3. Results of atmosphere-only experiments
a. Annual mean and variability
Figure 3a shows the impacts of the adjacent continental monsoons on the annual mean of surface winds in the tropical Pacific. The primary influence is the increase of the trades over the western Pacific. However, the magnitude is smaller than 1 m s−1 except in the far western tropical Pacific. This wind perturbation is primarily caused by the diabatic heating over the Indian sector associated with the Asian–Australian monsoon rainfall (Fig. 4). Figure 3b shows that the annual variability of the surface winds is increased in both the western and eastern Pacific by the monthly mean forces outside the Pacific. Comparison of Figs. 3a and 3b suggests that the Asian–Australian monsoons act to change both the annual mean and annual variability of surface winds in the western Pacific. However, the American continental monsoons may only affect the annual variations of the surface winds in the eastern Pacific, but not the annual mean.
b. Annual cycle along the equator
Figure 5a shows the annual cycle of the equatorial zonal wind driven by all the adjacent continental monsoons outside the Pacific. No apparent westward propagation as suggested by Robertson et al. (1995) is observed in this figure. The Asian–Australian monsoons force a significant annual cycle of zonal wind in the western Pacific (Fig. 5b). The North American continental monsoon indicates little influence on the equatorial zonal wind (Fig. 5c). On the other hand, the South American continental monsoon considerably enhances (reduces) the easterly trades in the eastern equatorial Pacific from April to September (from October to the following March; Fig. 5d). The annual phase changes of the zonal winds are nearly simultaneous along the equator and no westward-propagating signal is found. The effects of these remotely forced zonal winds on the equatorial SST annual cycle will be examined later with a coupled model.
━━━━━━
_Exercise task 1_:
In the passage on monsoons and Pacific winds, what mainly causes the stronger trade winds over the western Pacific?
The passage and the listing have no connection to each other.
━━━━━━
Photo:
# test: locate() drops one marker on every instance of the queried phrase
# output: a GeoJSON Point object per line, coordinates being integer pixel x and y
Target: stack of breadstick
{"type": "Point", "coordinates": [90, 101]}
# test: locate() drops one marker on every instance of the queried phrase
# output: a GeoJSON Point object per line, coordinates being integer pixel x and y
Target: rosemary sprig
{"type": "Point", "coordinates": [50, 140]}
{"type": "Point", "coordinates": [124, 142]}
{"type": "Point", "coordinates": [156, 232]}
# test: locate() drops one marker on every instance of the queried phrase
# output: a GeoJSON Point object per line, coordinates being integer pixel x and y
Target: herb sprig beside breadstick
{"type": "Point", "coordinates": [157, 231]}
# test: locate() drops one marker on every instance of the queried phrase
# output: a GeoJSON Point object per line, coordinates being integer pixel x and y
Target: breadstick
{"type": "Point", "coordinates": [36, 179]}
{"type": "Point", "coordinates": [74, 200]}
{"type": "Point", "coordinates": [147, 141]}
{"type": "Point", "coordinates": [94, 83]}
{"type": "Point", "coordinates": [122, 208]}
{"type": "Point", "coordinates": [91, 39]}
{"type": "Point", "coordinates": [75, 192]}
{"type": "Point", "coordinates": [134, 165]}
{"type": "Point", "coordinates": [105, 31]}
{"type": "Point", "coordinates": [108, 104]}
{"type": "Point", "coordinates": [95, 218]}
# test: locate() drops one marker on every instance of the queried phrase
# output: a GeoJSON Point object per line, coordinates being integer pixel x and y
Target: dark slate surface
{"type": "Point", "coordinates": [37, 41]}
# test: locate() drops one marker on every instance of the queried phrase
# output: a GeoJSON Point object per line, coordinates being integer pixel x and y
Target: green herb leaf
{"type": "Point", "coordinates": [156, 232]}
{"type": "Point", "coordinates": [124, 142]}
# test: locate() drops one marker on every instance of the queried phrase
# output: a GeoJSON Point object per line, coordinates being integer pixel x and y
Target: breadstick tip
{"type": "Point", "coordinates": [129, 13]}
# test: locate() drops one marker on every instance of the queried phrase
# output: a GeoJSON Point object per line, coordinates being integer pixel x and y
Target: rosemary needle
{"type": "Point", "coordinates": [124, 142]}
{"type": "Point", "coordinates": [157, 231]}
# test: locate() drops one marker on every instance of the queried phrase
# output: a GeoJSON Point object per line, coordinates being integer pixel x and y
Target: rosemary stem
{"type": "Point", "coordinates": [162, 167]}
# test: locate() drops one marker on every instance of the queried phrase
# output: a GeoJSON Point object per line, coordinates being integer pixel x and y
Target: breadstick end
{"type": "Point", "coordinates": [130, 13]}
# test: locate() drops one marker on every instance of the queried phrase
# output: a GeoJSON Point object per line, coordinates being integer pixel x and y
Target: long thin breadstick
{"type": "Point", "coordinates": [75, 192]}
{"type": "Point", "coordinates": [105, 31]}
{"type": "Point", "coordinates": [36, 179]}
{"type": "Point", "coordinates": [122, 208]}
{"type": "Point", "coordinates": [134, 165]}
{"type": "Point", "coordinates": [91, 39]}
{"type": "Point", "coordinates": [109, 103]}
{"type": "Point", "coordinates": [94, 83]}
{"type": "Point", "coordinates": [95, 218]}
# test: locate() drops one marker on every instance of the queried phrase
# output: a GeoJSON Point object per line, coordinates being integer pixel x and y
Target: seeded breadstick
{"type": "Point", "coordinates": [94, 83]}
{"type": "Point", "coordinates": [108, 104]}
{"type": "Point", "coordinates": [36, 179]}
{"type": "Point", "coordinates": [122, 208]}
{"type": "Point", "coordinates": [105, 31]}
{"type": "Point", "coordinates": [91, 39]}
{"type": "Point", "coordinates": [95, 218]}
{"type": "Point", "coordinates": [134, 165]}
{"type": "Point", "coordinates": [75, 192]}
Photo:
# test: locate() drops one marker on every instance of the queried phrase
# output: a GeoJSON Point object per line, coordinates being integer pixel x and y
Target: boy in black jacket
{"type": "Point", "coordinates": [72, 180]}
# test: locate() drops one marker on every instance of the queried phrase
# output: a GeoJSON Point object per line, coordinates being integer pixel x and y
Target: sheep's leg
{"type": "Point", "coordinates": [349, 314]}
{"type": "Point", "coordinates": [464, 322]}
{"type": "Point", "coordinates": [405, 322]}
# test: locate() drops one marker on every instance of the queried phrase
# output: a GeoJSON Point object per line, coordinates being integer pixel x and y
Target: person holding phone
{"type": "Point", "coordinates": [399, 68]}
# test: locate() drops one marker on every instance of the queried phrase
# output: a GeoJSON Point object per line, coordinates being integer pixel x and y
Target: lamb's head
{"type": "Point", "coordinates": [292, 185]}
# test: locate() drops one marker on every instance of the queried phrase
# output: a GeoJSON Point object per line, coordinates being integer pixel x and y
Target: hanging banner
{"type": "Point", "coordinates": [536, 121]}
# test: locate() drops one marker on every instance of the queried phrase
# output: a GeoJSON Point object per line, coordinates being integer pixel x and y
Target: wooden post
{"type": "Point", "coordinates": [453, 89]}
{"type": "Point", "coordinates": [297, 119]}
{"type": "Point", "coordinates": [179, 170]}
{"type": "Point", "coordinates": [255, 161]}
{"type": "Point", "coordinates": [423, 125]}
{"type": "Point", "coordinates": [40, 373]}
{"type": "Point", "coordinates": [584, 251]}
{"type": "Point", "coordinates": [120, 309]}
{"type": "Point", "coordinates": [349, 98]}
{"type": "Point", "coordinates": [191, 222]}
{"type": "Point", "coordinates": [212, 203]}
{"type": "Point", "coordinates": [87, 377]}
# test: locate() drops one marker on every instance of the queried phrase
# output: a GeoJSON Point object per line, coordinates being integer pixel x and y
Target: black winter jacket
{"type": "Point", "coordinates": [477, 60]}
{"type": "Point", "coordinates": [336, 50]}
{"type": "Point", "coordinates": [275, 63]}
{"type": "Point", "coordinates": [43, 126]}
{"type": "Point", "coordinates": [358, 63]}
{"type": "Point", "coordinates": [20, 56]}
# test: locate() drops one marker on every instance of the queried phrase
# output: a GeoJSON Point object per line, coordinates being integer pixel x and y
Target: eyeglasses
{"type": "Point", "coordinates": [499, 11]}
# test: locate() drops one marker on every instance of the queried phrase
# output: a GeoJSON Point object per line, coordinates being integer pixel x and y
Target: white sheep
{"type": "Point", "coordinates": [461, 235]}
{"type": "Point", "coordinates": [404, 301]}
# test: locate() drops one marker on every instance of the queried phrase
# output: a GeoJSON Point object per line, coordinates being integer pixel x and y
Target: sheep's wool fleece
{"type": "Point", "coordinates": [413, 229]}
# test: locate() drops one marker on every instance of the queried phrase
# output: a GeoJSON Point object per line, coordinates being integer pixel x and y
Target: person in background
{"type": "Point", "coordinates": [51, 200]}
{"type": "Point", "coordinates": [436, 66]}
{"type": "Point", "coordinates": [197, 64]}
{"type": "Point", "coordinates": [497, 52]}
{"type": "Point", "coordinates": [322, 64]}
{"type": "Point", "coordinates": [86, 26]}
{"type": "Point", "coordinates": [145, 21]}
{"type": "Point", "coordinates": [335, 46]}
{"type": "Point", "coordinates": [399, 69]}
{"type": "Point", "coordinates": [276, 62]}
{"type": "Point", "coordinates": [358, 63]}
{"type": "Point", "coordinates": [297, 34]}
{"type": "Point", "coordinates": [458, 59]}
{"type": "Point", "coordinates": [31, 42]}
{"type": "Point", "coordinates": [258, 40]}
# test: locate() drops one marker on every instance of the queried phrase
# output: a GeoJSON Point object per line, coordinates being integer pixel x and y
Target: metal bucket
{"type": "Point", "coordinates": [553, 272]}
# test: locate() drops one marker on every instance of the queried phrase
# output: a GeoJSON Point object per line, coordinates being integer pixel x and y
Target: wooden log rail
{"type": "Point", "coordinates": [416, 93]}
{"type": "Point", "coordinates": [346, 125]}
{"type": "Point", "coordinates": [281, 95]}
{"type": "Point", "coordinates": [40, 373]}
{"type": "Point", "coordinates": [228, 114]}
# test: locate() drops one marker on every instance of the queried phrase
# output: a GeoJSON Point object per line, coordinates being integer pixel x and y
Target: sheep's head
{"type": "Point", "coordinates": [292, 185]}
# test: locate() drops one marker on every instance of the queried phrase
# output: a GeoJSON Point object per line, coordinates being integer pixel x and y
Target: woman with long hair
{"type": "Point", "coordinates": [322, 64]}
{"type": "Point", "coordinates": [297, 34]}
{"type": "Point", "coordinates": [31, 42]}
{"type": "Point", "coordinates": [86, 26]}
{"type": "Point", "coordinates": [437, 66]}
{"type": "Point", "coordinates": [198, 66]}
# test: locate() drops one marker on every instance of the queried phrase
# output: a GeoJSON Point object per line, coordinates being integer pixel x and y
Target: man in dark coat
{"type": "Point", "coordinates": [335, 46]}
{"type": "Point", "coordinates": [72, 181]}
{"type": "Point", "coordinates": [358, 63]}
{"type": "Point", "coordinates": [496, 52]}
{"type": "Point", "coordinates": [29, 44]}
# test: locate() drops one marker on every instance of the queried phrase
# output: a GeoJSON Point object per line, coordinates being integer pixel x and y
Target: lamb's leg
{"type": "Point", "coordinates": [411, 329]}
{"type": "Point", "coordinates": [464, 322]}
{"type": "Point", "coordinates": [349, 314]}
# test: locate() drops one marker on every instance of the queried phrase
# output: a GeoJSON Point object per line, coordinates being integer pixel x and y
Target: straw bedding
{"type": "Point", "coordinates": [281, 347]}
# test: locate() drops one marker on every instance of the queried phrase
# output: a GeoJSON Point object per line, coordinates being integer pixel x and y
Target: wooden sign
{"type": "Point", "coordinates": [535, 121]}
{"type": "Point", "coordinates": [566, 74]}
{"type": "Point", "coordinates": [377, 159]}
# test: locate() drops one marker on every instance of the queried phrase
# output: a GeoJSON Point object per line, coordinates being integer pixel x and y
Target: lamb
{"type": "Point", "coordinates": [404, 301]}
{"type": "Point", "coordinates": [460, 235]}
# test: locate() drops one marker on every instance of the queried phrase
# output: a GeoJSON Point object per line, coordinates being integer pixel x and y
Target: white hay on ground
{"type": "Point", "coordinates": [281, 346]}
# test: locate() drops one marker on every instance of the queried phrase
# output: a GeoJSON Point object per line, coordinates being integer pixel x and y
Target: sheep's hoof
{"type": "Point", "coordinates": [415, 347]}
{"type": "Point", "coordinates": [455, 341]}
━━━━━━
_Exercise task 2_:
Count the lines of the listing that contain the word "white" and reply with only that number.

_Solution 1_:
Diabatic heating over the Indian sector associated with the Asian–Australian monsoon rainfall.

_Solution 2_:
2